Passing is a 2021 black-and-white romantic drama film produced, and directed by Rebecca Hall in her feature directorial debut. It is an adaptation of the 1929 novel of the same name by Nella Larsen, and its title refers to African-Americans who had skin color light enough to be perceived as white, referred to as "passing". The film stars Tessa Thompson, Ruth Negga, André Holland, Bill Camp, Gbenga Akinnagbe, Antoinette Crowe-Legacy, and Alexander Skarsgård.

Passing had its world premiere at the 2021 Sundance Film Festival on January 30, 2021, and began a limited theatrical release on October 27, 2021, prior to streaming on Netflix on November 10. The film received acclaim from critics, who praised Hall's screenplay and direction, and performances of Thompson and Negga. The film was named one of the top ten films of 2021 by the African American Film Critics Association. For her performance, Negga was nominated for the Golden Globe Award, BAFTA and Screen Actors Guild Award in the category of Best Supporting Actress.

Plot
In 1920s New York City, Irene Redfield, a light-skinned black woman living in Harlem, meets a childhood friend, Clare Bellew, by chance at a hotel dining room. While Irene is married to a Black doctor, the also light-skinned Clare "passes" as white and has married a wealthy white man from Chicago named John.

Clare invites Irene up to her hotel room so they can talk more openly. Clare explains that after her father died, she was raised by her two white aunts and married John very young. They are interrupted by John, who openly despises and degrades Black people, unaware of his wife's or Irene's racial background. Irene leaves the hotel, angry with Clare, and refuses to respond to Clare's letters. However, after Clare unexpectedly shows up at Irene's home and apologizes for the encounter, they rekindle their friendship.

What the task asks
For each statement about the film Passing, answer yes or no for whether the passage supports it, and quote the words that decide it. (a) Clare was raised by two white aunts after her father died. (b) The film premiered at the Sundance Film Festival on January 30, 2021. (c) Irene is married to a wealthy white man from Chicago. The listing has nothing to do with this.

Recorded information
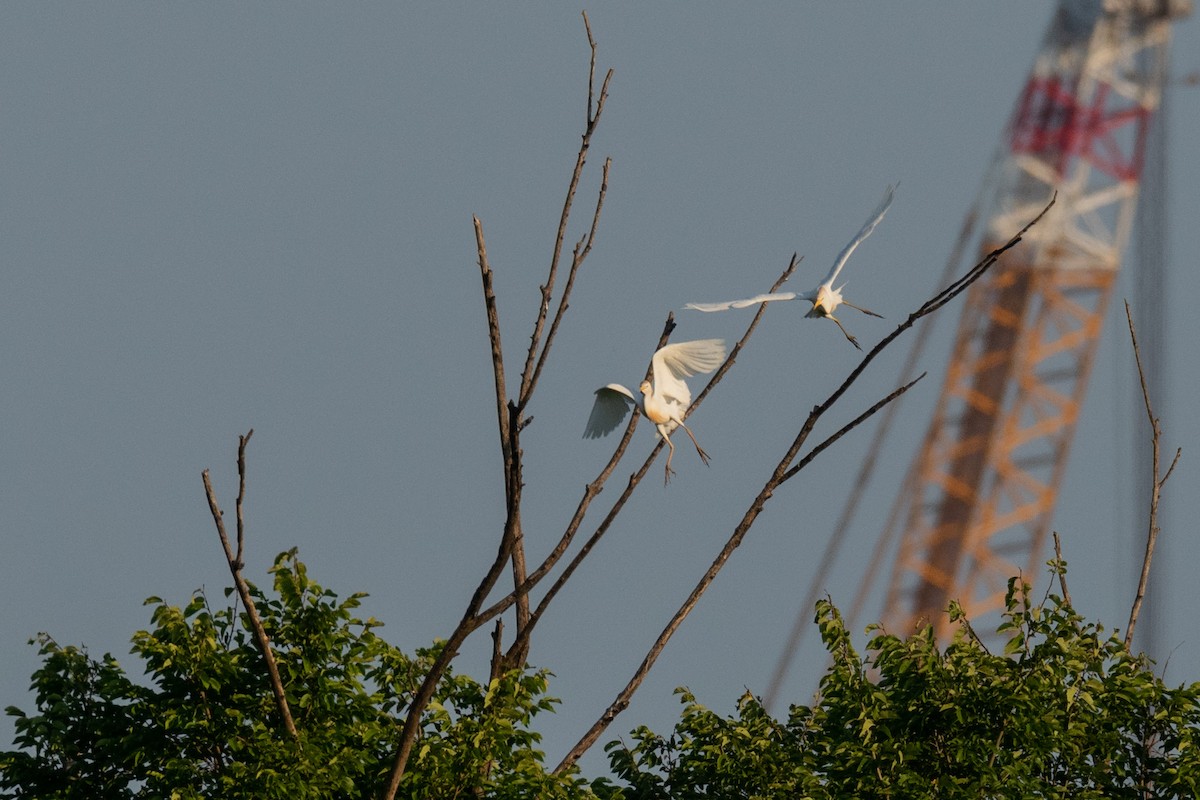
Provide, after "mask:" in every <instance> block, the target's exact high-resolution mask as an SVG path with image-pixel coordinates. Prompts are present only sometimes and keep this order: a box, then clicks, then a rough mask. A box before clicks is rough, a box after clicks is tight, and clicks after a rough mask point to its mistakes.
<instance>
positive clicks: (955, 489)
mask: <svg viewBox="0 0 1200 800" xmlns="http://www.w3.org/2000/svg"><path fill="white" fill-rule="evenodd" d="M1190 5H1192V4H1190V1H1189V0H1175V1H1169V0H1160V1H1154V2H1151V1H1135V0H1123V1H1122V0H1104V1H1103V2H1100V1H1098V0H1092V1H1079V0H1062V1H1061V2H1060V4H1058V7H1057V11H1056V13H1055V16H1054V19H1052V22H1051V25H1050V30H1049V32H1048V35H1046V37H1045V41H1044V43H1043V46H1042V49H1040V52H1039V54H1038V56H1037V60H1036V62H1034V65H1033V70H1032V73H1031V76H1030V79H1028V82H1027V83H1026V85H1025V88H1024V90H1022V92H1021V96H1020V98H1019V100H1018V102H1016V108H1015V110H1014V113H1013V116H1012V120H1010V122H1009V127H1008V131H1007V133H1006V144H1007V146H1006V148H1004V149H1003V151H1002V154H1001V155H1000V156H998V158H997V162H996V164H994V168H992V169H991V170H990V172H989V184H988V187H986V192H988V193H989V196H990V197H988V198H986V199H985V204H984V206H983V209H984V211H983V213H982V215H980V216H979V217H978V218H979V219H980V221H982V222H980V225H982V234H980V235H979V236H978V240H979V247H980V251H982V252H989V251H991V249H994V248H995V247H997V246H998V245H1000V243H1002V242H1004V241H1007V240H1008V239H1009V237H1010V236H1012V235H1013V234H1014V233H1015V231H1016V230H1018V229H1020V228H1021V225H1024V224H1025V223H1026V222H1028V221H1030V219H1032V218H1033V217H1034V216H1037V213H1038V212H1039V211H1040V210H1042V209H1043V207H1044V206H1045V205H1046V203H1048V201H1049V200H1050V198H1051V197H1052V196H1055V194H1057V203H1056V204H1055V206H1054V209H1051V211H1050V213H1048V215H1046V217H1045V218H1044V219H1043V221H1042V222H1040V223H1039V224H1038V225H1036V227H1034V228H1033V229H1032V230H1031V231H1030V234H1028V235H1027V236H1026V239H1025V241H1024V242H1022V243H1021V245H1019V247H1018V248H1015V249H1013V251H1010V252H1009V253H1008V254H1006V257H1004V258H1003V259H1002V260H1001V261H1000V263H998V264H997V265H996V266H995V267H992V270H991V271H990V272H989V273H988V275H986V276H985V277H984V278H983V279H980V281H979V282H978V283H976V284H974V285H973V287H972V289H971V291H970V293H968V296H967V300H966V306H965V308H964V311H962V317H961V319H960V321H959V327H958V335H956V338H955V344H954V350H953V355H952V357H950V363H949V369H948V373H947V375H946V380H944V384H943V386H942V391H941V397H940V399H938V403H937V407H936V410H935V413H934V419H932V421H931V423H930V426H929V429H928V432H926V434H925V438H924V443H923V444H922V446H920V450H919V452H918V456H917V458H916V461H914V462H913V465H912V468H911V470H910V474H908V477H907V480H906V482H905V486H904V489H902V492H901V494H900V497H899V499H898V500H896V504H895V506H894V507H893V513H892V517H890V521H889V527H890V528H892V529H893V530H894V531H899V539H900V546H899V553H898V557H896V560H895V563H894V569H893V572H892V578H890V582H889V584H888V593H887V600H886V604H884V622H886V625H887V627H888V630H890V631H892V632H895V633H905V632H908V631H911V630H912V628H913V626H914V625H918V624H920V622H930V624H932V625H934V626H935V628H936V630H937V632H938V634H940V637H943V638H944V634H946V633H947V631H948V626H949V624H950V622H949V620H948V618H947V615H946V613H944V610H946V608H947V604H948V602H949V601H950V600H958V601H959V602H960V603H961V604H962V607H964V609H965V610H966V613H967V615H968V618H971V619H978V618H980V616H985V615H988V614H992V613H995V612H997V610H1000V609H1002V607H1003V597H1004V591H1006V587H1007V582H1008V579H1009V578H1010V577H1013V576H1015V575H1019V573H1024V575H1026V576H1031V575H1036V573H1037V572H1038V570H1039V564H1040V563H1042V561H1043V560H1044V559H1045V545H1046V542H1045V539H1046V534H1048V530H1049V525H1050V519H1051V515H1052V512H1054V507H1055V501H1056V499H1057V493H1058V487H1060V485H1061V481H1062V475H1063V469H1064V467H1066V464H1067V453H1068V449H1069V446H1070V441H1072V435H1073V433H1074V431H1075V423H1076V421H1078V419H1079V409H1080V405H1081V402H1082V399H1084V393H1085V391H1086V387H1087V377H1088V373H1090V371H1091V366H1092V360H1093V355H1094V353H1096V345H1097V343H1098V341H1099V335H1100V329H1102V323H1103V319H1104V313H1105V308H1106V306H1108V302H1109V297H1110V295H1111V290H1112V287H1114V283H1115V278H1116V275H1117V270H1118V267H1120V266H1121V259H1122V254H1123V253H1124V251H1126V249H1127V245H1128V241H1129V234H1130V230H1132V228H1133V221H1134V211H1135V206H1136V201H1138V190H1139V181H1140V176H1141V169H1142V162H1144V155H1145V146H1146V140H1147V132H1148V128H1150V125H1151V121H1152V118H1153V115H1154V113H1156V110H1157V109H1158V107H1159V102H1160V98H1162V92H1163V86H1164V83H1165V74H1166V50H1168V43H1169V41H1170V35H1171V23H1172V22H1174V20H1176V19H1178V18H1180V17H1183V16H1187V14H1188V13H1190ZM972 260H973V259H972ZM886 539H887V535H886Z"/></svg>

The completed task
(a) Yes: "after her father died, she was raised by her two white aunts"
(b) Yes: "Passing had its world premiere at the 2021 Sundance Film Festival on January 30, 2021"
(c) No: "Irene is married to a Black doctor"